**REQUIREMENT**
Count the lines in the material below that contain the string "cabinet", and give only that number.

--- START OF EXCERPTED RECORDS ---

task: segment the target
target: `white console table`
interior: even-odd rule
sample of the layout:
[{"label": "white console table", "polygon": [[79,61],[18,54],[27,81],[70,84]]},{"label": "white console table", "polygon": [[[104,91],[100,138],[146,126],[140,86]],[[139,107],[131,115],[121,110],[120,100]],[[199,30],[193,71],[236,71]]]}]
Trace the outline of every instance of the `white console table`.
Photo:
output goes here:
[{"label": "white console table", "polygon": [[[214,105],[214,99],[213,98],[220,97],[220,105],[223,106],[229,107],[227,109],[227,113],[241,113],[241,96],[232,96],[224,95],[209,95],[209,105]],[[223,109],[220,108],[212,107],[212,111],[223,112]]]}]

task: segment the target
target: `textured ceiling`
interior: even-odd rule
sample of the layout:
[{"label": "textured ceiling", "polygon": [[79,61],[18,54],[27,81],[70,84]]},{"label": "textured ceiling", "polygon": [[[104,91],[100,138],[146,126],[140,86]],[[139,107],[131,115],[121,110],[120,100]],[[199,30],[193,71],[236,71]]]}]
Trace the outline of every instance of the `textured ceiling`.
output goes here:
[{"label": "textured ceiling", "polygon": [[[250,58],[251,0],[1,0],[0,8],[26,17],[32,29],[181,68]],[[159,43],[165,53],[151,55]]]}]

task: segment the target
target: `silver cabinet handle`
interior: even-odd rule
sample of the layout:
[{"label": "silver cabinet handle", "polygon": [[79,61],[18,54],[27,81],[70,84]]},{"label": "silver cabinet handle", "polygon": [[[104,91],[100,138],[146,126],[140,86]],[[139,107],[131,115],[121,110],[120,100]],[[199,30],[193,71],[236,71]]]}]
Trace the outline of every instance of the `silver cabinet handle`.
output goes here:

--- END OF EXCERPTED RECORDS ---

**EXERCISE RESPONSE**
3